— Start —

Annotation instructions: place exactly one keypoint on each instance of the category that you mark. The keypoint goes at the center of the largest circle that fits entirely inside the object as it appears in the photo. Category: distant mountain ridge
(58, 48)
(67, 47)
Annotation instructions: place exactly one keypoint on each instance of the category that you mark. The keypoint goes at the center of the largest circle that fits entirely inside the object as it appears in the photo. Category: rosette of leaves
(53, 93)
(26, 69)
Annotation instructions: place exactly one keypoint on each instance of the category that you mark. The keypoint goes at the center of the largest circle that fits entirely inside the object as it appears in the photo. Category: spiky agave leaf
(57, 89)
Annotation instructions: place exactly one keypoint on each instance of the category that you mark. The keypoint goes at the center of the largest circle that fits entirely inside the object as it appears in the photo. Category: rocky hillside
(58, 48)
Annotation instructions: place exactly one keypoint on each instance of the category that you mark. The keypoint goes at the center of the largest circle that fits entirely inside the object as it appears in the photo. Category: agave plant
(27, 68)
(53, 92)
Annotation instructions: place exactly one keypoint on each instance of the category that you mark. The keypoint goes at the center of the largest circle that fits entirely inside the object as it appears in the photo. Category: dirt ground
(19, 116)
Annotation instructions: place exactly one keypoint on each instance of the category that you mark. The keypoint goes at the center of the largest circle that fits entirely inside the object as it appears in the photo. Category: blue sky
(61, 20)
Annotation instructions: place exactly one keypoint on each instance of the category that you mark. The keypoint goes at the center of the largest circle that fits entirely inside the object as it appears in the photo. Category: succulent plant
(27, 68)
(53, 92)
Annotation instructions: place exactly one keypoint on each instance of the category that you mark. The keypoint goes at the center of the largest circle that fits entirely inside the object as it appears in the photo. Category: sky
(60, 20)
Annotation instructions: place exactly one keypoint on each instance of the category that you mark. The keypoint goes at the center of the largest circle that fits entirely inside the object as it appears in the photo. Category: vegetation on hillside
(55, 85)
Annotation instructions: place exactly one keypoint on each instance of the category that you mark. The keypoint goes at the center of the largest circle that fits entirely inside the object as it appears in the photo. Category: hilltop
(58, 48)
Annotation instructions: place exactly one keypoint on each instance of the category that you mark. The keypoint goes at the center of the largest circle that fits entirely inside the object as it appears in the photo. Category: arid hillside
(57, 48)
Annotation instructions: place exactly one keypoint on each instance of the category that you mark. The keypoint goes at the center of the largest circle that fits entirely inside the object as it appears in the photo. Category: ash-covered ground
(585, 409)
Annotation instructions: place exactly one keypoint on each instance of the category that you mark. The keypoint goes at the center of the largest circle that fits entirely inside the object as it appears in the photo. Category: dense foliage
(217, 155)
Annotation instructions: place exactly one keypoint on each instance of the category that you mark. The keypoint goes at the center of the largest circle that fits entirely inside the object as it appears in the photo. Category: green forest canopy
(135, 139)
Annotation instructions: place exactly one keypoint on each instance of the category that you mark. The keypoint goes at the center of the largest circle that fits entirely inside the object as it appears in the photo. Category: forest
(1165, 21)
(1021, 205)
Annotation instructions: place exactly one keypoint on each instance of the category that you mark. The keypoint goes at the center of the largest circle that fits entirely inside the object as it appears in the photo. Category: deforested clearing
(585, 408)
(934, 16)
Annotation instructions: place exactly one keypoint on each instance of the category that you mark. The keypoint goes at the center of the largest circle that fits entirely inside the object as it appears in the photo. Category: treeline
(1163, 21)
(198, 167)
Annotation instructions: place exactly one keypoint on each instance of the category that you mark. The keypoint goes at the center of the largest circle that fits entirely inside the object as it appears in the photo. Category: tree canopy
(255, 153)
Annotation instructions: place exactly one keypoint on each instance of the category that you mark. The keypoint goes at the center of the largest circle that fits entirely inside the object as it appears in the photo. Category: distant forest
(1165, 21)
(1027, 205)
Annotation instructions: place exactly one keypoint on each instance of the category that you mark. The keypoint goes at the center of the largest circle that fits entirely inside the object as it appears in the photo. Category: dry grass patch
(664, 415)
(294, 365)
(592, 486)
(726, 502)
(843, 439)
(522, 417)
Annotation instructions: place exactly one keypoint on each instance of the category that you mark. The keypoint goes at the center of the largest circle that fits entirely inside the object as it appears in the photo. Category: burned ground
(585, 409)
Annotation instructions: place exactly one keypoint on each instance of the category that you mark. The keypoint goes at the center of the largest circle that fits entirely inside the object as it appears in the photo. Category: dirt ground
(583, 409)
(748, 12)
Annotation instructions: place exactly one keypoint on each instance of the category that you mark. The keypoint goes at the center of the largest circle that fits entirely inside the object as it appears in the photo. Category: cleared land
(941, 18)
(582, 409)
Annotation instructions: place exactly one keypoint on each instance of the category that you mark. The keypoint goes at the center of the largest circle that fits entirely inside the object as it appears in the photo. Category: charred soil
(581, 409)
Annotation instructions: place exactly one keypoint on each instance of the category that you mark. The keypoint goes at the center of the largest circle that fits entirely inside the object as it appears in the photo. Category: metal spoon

— End —

Rescale the records starting at the line containing "Category: charred soil" and ending at the last line of the records. Write out every line in that span again, requests included and left unchanged, with each keypoint coordinate in the answers multiplied by 0.4 and rounded to a whole number, halves rounded up.

Annotation instructions: place exactly one keypoint on each instance of the category that you mark. The keypoint goes at the center of the largest circle that fits entirely inside the object as it appears in the photo. Category: charred soil
(232, 164)
Annotation instructions: place exactly one keypoint on each instance of the category that you mark. The keypoint goes at the center of the largest circle that fits entirely inside the object as it appears in the photo. Category: metal spoon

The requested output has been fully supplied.